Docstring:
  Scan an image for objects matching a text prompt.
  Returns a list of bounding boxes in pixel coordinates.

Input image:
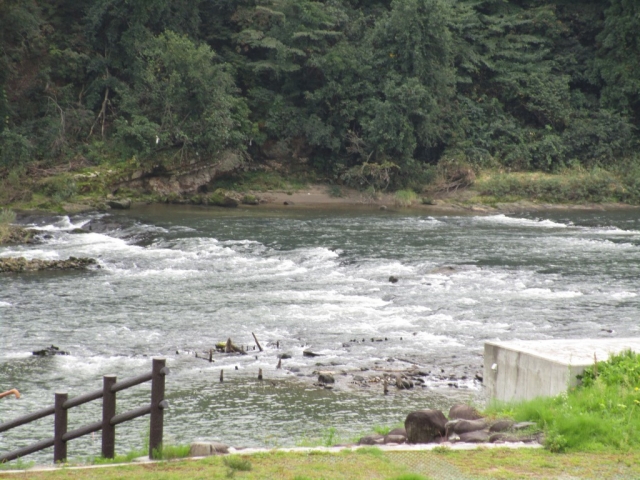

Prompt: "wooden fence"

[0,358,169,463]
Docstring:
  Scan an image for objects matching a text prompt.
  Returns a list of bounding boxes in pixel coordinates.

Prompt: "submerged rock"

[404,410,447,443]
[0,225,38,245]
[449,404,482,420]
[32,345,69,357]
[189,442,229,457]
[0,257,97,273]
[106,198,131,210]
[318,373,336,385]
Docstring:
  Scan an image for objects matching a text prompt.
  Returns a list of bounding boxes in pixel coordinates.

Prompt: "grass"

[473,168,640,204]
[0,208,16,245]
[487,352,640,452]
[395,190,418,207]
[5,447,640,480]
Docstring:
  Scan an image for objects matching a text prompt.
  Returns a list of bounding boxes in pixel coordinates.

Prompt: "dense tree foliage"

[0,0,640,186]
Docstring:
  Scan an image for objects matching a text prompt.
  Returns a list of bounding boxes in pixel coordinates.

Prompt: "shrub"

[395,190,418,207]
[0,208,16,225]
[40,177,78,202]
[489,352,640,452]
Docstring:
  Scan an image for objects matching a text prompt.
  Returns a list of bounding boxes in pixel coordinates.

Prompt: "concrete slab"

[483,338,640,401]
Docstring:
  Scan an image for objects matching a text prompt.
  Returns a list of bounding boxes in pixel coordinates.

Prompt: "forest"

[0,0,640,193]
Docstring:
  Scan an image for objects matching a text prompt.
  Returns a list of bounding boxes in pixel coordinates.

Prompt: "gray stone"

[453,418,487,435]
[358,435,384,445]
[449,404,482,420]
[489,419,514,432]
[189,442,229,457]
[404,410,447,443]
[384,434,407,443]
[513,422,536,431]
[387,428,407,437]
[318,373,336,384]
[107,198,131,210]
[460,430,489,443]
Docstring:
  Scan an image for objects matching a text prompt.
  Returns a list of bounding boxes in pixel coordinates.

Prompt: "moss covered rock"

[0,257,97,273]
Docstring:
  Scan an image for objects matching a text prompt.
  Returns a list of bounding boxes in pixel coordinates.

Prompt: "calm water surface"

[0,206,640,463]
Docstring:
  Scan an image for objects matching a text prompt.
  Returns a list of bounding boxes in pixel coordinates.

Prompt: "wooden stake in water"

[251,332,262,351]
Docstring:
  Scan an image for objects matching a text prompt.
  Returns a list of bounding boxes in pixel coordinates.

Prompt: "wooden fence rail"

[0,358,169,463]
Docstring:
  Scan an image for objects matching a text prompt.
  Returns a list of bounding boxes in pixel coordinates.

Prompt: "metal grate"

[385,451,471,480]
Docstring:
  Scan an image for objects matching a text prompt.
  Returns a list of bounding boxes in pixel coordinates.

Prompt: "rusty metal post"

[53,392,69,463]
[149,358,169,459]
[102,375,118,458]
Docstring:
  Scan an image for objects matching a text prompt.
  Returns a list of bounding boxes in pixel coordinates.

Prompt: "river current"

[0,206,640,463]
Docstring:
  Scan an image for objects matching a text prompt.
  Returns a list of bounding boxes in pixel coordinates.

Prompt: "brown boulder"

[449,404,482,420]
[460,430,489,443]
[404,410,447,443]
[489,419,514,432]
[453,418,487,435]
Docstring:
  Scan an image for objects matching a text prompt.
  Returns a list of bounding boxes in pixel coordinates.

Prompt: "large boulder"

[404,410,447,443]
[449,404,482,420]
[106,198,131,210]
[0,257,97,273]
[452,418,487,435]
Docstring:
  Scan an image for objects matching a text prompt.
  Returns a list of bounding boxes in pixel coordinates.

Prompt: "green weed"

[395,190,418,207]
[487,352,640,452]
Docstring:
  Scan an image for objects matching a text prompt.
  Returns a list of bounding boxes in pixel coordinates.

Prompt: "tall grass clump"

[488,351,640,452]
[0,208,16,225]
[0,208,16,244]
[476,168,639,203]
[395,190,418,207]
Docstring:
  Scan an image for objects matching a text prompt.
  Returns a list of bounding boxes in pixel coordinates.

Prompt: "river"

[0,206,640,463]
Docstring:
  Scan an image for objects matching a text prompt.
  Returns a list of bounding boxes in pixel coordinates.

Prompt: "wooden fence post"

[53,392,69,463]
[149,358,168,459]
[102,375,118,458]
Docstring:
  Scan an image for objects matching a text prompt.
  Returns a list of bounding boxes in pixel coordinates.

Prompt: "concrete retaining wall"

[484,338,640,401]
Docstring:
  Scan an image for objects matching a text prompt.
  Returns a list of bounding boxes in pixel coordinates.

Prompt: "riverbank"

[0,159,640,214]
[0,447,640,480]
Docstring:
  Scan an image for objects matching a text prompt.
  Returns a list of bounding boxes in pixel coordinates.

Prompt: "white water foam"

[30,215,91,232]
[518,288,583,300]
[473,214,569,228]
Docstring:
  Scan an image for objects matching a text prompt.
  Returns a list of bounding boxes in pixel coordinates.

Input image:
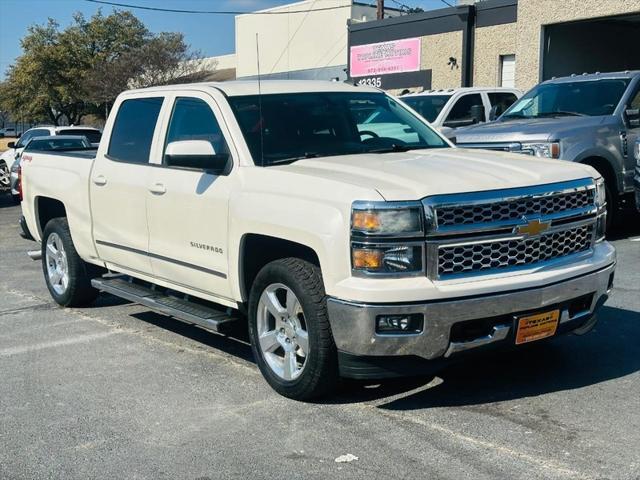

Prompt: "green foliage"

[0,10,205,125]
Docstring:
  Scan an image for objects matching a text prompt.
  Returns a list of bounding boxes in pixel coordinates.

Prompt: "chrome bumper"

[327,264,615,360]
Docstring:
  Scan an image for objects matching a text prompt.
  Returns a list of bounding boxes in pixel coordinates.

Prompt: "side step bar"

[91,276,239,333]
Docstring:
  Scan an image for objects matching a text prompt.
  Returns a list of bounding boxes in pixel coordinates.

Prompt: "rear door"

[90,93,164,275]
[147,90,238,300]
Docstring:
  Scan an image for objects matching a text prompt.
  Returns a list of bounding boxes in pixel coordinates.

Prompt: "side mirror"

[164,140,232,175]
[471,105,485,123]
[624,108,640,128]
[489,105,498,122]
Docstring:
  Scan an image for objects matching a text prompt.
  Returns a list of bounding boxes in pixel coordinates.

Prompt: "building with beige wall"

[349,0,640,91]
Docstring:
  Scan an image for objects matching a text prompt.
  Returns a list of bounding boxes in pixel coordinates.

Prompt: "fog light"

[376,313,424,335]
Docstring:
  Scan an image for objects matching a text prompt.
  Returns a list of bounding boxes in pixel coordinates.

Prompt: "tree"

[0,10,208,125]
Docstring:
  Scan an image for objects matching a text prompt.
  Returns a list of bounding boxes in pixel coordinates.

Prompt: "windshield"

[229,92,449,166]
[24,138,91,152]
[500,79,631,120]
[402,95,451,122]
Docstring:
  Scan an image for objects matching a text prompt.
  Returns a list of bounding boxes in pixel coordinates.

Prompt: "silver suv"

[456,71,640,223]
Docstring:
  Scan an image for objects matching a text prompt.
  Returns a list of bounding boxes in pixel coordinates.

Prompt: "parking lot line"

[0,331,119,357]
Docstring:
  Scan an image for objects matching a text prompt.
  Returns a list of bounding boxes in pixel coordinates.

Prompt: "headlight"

========

Copy the data above verbatim, from its first line through the line containing "[5,447,640,480]", including both ends. Leave out the pictures.

**REPLY:**
Docstring:
  Scan an image for objects matching a text prompt.
  Returns a list of bounding boxes in pixel coordinates.

Input image:

Prompt: "wooden fence"

[0,358,169,463]
Docstring:
  Scan an image for objects matching a text prompt.
  Returns a list of bounding boxes in pixel coordinates.

Prompt: "submerged rock"

[404,410,447,443]
[0,225,38,245]
[449,404,482,420]
[32,345,69,357]
[189,442,229,457]
[0,257,97,273]
[106,198,131,210]
[318,373,336,385]
Docstring:
  Scan an image for objects matching a text prompt.
  Returns a list of bounding boxes in pixel coordinates.

Prompt: "grass"

[473,168,640,204]
[0,208,16,245]
[487,352,640,452]
[395,190,418,207]
[5,447,640,480]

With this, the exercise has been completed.